Coordinate annotation entries:
════════════════════
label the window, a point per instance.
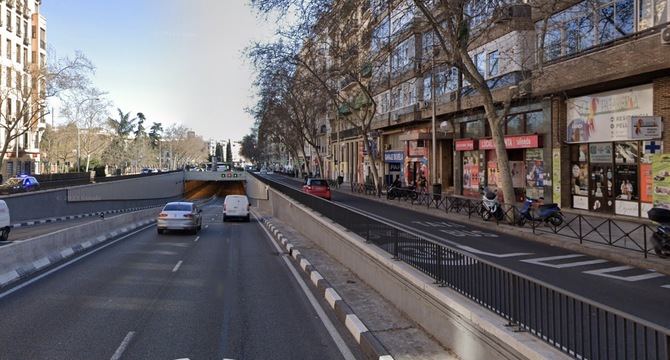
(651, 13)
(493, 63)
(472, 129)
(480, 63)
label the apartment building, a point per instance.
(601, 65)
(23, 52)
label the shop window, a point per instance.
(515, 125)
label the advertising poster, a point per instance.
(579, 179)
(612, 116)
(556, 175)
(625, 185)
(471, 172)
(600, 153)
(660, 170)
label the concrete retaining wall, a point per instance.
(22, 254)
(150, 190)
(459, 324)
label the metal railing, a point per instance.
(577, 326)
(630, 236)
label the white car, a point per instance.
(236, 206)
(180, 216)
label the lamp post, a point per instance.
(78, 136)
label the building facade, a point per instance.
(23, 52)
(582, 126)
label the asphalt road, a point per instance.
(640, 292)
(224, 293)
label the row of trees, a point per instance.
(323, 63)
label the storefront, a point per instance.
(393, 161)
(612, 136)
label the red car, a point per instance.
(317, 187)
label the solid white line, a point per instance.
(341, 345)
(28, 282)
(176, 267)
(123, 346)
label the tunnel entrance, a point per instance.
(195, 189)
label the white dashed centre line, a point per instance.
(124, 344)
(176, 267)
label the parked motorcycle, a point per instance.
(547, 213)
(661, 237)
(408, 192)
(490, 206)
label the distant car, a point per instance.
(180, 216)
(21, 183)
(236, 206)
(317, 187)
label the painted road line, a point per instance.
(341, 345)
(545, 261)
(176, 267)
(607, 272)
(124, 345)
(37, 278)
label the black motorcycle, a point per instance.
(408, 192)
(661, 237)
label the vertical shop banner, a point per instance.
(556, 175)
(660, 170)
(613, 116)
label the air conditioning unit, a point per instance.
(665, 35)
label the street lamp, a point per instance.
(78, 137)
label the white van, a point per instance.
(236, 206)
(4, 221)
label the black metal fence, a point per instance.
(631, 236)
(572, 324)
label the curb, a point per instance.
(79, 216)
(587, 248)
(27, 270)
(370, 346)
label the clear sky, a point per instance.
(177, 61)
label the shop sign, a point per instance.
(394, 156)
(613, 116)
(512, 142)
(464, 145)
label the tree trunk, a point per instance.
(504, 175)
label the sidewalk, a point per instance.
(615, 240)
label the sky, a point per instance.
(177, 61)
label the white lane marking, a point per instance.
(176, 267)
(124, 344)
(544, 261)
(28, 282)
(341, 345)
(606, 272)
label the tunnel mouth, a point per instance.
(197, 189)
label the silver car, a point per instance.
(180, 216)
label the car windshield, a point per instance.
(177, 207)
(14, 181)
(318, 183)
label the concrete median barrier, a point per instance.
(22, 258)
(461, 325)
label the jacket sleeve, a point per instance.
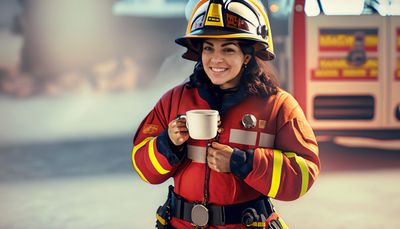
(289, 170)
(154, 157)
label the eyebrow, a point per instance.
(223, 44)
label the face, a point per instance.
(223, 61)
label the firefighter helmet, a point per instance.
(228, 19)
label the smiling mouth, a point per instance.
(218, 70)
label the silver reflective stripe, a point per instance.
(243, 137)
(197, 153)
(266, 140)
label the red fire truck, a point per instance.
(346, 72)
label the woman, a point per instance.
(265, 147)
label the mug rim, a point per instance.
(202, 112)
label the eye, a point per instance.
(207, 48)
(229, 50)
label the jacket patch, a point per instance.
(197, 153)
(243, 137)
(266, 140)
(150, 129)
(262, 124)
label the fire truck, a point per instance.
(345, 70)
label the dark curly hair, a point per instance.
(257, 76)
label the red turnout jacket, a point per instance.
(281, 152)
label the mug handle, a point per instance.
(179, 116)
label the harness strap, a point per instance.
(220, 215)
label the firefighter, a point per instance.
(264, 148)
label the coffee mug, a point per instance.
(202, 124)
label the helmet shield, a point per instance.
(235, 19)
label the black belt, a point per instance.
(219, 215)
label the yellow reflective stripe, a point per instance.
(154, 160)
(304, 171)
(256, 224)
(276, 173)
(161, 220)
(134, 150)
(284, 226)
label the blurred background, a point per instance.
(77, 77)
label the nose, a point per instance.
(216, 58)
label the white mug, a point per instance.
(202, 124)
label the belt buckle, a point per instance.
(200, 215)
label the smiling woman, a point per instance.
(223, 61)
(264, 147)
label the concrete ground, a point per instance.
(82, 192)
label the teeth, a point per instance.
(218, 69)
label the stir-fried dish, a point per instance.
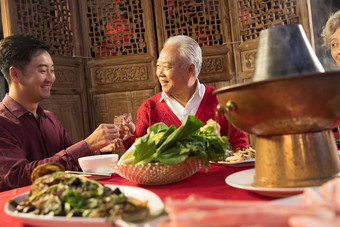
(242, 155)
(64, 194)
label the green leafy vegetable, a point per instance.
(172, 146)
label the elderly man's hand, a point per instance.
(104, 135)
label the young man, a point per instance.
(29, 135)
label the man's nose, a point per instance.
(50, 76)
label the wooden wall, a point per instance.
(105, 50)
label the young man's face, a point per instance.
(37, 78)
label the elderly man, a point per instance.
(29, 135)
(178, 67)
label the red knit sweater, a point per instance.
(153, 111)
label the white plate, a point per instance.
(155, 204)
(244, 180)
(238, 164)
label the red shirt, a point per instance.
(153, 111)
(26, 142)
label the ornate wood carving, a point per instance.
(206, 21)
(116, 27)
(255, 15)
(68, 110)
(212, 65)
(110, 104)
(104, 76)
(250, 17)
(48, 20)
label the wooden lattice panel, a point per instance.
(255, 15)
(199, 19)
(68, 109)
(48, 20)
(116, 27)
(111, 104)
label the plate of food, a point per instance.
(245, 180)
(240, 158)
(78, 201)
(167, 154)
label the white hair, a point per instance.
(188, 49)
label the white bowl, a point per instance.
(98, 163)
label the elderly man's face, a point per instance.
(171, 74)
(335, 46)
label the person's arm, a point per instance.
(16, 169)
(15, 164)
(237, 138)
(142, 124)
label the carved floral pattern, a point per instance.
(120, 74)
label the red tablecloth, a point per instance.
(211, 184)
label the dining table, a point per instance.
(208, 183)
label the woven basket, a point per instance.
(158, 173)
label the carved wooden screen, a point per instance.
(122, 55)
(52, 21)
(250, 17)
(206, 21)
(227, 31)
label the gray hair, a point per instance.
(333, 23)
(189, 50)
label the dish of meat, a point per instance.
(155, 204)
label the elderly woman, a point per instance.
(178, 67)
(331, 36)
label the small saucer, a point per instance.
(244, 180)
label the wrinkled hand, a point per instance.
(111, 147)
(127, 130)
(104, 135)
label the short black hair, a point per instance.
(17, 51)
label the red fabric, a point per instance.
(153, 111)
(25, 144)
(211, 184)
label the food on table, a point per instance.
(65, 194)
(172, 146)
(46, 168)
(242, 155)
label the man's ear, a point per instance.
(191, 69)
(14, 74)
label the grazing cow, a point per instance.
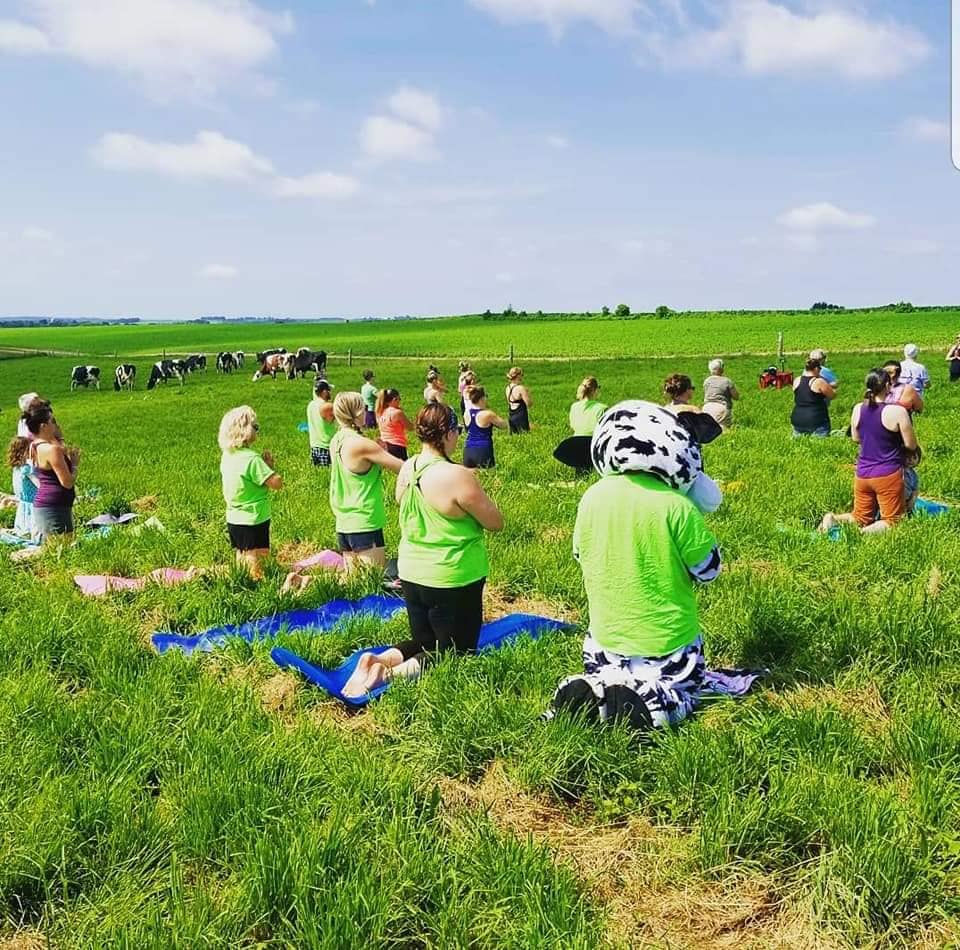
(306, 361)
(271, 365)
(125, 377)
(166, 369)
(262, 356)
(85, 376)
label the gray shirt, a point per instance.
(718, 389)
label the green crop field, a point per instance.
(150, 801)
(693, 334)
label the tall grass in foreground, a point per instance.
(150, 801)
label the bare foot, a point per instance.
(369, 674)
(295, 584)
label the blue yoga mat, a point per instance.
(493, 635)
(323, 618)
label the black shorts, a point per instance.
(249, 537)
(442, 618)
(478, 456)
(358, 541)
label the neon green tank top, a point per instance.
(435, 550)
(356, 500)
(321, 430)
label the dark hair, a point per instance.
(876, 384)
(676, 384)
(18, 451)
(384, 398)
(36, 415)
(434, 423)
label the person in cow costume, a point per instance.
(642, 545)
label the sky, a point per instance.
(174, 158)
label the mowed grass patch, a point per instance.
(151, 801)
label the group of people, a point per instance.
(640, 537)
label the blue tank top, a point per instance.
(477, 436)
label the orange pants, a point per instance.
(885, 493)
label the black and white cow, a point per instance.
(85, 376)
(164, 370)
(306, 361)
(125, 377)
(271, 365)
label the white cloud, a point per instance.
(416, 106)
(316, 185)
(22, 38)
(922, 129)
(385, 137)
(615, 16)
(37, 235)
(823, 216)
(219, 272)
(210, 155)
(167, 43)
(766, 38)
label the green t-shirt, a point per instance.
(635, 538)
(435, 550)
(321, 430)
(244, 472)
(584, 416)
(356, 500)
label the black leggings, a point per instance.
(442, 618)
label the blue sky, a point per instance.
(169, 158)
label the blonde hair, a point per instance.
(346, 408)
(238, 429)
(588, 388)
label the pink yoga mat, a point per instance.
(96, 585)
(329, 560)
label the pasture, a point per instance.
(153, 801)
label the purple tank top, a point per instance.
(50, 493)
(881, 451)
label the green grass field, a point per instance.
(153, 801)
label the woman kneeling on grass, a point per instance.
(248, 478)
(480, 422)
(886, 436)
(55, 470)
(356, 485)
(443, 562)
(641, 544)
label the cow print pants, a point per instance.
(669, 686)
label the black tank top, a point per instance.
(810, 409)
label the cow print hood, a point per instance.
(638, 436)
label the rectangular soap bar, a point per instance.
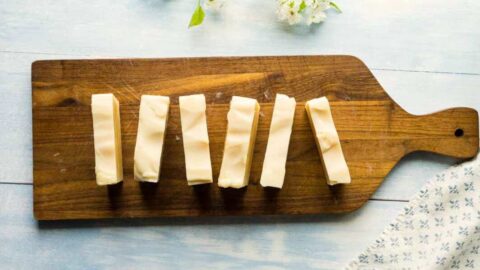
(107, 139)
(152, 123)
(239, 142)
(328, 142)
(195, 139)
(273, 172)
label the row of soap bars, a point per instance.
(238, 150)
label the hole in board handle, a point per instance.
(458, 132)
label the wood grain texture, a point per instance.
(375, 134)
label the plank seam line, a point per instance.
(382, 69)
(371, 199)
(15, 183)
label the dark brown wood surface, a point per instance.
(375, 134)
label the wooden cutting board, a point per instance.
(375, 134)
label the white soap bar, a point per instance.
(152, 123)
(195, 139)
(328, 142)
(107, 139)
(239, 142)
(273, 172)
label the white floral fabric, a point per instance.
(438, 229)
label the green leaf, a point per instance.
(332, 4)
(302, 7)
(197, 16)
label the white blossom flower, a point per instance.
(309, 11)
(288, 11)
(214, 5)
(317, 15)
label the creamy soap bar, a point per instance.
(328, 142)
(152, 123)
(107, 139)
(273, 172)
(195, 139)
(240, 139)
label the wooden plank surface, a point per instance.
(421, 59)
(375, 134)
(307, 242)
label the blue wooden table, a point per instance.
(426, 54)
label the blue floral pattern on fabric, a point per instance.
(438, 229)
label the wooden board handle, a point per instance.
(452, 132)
════════════════════
Task details –
Return exactly the lines from the one containing "label the hole" to the last line of the data, and nothing more.

Output of the exercise –
label the hole in board handle, a point per instance.
(458, 132)
label the wood grain texture, a point per instance.
(375, 134)
label the plank seam line, a point per instance.
(382, 69)
(371, 199)
(15, 183)
label the dark brown wood surface, a point per instance.
(375, 134)
label the wooden cutting board, a point per instance.
(375, 134)
label the white soap bar, a point per instance.
(152, 123)
(195, 139)
(328, 142)
(107, 139)
(239, 142)
(273, 172)
label the white floral fabric, a point per instance.
(438, 229)
label the green leaf, a point per instance.
(332, 4)
(302, 7)
(197, 16)
label the white blossom flower, a point per instance.
(309, 11)
(288, 11)
(214, 5)
(317, 15)
label the creamy soap bar, a point per instance.
(328, 142)
(152, 123)
(107, 139)
(273, 172)
(195, 139)
(240, 139)
label the wooden plank surface, a point per instance.
(421, 59)
(375, 134)
(307, 242)
label the blue wooden table, a point per instance.
(426, 54)
label the blue floral pattern on fabric, a point per instance.
(438, 229)
label the wooden board handle, a point per instance.
(452, 132)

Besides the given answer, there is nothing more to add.